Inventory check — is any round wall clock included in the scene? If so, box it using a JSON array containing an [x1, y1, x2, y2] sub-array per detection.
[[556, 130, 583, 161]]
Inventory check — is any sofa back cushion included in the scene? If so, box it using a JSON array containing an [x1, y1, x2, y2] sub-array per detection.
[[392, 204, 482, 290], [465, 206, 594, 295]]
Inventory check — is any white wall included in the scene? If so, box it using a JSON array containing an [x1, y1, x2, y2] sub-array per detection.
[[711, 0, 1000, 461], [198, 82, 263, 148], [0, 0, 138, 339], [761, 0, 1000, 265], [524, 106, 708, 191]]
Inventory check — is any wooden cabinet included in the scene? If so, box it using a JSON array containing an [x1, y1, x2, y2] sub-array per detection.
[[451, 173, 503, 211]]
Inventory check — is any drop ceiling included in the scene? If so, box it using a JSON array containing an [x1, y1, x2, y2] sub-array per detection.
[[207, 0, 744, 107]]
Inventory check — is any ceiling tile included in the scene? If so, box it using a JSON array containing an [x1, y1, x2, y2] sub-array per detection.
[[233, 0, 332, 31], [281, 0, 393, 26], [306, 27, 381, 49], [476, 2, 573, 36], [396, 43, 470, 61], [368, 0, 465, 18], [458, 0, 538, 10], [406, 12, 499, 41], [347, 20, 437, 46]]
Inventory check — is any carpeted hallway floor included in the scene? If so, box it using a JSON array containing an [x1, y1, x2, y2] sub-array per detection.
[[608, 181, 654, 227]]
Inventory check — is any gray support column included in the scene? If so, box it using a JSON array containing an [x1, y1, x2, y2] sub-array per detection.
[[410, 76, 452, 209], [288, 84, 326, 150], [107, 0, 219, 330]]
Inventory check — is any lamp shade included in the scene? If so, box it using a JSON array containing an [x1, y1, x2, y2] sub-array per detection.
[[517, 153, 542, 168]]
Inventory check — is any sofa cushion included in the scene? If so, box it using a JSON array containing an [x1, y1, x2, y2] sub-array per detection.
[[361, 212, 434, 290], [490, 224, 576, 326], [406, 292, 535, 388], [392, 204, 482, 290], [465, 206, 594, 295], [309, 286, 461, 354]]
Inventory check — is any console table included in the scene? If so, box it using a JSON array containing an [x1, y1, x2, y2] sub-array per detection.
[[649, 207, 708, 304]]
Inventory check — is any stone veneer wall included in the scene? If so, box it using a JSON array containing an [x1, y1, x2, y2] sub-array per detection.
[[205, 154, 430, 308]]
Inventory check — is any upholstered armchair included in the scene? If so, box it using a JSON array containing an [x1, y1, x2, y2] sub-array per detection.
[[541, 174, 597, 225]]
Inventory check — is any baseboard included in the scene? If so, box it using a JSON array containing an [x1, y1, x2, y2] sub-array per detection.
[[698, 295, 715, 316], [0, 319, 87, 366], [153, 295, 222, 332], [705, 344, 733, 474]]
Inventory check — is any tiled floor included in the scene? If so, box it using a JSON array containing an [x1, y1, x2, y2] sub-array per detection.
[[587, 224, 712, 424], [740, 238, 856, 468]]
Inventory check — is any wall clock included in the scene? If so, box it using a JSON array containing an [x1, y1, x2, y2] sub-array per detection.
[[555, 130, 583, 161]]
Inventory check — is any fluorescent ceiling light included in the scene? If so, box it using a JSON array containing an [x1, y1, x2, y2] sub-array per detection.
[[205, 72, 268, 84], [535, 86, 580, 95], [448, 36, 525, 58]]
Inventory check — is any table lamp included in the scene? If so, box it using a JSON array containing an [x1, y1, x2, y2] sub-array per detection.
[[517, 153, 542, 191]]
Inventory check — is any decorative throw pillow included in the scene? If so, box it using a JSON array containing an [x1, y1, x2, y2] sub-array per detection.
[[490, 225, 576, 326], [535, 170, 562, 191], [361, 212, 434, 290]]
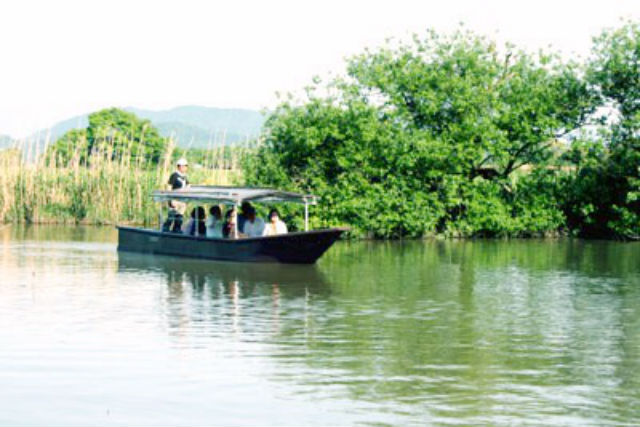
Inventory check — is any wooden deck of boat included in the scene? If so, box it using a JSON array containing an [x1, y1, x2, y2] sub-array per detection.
[[118, 227, 346, 264]]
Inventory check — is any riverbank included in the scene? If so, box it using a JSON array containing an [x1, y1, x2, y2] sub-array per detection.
[[0, 150, 240, 225]]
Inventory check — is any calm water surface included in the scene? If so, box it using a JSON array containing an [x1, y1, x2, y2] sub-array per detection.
[[0, 227, 640, 426]]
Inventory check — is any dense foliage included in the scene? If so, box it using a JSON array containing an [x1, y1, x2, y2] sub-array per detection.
[[564, 22, 640, 239], [47, 108, 167, 166], [245, 31, 597, 237]]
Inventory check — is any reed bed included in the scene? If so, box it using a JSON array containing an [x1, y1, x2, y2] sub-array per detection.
[[0, 138, 245, 225]]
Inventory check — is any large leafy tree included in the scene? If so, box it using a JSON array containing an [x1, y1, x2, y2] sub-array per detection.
[[245, 31, 594, 237], [567, 21, 640, 239], [47, 108, 167, 165]]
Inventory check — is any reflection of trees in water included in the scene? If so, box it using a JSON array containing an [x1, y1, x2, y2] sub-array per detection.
[[119, 253, 330, 340], [280, 240, 640, 420], [116, 241, 640, 424]]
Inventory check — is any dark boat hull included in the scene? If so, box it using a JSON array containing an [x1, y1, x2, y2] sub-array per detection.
[[118, 227, 345, 264]]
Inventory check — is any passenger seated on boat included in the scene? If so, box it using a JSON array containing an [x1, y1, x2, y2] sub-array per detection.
[[238, 202, 253, 230], [262, 209, 288, 236], [182, 206, 207, 236], [205, 205, 224, 238], [242, 206, 264, 237], [222, 206, 240, 239]]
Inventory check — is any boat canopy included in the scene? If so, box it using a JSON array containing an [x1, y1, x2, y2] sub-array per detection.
[[153, 185, 318, 205]]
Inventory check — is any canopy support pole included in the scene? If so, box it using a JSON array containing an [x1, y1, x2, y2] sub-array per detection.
[[233, 202, 239, 239]]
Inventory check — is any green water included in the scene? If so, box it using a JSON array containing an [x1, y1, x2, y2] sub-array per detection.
[[0, 227, 640, 426]]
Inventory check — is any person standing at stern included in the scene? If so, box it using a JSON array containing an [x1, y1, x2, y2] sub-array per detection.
[[162, 157, 189, 233], [262, 209, 288, 236]]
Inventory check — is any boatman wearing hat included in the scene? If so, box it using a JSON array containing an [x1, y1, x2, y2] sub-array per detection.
[[162, 157, 189, 233]]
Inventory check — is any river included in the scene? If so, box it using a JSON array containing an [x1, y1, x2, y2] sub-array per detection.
[[0, 226, 640, 426]]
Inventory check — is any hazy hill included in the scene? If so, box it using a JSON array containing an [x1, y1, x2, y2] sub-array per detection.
[[15, 105, 264, 152], [125, 106, 264, 148]]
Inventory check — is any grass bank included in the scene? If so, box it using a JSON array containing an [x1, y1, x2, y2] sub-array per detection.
[[0, 148, 241, 225]]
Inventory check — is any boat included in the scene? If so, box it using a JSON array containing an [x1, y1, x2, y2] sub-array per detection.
[[117, 186, 348, 264]]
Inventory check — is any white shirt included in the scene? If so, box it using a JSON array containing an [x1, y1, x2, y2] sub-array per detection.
[[262, 220, 288, 236], [242, 217, 264, 237], [205, 216, 224, 239]]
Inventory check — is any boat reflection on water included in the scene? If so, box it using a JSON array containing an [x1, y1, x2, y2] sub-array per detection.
[[118, 253, 331, 346]]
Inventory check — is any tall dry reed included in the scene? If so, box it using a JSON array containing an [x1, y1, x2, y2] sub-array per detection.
[[0, 136, 241, 225]]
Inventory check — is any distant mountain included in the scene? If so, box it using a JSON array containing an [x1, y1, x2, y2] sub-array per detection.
[[18, 105, 264, 152], [125, 106, 264, 148]]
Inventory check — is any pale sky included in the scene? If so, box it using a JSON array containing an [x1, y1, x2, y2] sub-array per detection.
[[0, 0, 640, 137]]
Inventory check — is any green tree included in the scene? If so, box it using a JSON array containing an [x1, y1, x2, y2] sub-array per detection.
[[47, 108, 167, 165], [245, 31, 595, 237], [565, 21, 640, 239]]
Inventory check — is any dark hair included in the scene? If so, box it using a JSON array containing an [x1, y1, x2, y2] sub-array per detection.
[[240, 202, 253, 214], [209, 205, 222, 217], [189, 206, 207, 236]]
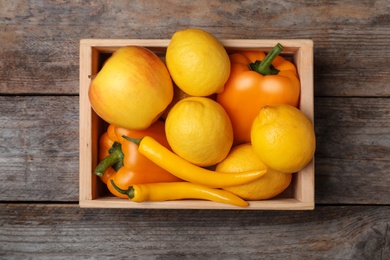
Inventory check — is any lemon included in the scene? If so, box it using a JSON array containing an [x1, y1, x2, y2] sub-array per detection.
[[165, 28, 230, 96], [251, 104, 316, 173], [216, 144, 292, 200], [165, 97, 233, 166]]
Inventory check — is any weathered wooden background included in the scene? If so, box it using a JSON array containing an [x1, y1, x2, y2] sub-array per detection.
[[0, 0, 390, 259]]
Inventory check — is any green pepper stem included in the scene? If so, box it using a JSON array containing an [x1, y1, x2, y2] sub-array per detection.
[[110, 180, 134, 199], [249, 43, 283, 76], [93, 142, 124, 177], [122, 135, 142, 146]]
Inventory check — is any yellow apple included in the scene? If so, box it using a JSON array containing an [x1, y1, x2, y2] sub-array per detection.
[[88, 46, 173, 130]]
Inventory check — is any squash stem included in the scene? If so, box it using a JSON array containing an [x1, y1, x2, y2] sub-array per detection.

****************

Exercise directions — Reproduce the stretch of the listing from the line that contains "Inventory check — is any grass" through the line that contains "[[0, 0, 390, 259]]", both ends included, copying each line exactly. Leave the pictures out of your answer.

Response below —
Inventory check — is any grass bank included in the scene? If so, box it using a JSON array containing an [x1, y1, x2, y2] sub-array per detection.
[[0, 148, 241, 225]]
Inventory check — is any boat included in the scene? If so, box it using a JSON array containing an [x1, y1, x2, y2] sub-array per detection.
[[117, 186, 348, 264]]
Inventory check — is any white shirt included in the scene? If so, box it using a JSON array containing an [x1, y1, x2, y2] sub-array per detection.
[[262, 220, 288, 236], [242, 217, 264, 237], [205, 216, 224, 239]]
Inventory check — is any boat reflection on water included in the scene? If so, box it using a JSON array containing an [x1, y1, x2, y2] sub-array per detection.
[[118, 253, 331, 346]]
Inventory check — is any tall dry reed included in the scene? If so, box it using a JSON array containing an [x1, y1, x2, y2] sub-array per detection.
[[0, 136, 241, 225]]
Inventory check — is any distant mountain included in the scene? If so, box it using a JSON array containing an [x1, y1, x2, y2] sub-array per detection.
[[18, 105, 264, 152], [125, 106, 264, 148]]
Inventory check — is any pale sky included in the scene? If so, box it using a JSON array containing an [x1, y1, x2, y2] sub-array per detection.
[[0, 0, 640, 137]]
Inventory check — is any green tree included in the scene? If so, box it using a JSON array containing an [x1, y1, x2, y2] sub-array per detection.
[[47, 108, 167, 165], [245, 31, 595, 237], [565, 21, 640, 239]]
Inventory check — is any dark hair included in the scene? If so, box it using a JSON array containing an [x1, y1, x2, y2] sub-array per detection.
[[240, 202, 253, 214], [209, 205, 222, 217], [189, 206, 207, 236]]
Inventory check — is any lemon included in the scene? If so, box it using a JSON array containing an [x1, y1, x2, y2] sub-array per detection.
[[165, 28, 230, 96], [251, 104, 316, 173], [216, 144, 292, 200], [165, 97, 233, 166]]
Inventory check — is any weathered wooden background included in the scene? If so, box it using a JSON array containing an [x1, y1, x2, y2] sub-array per detection.
[[0, 0, 390, 259]]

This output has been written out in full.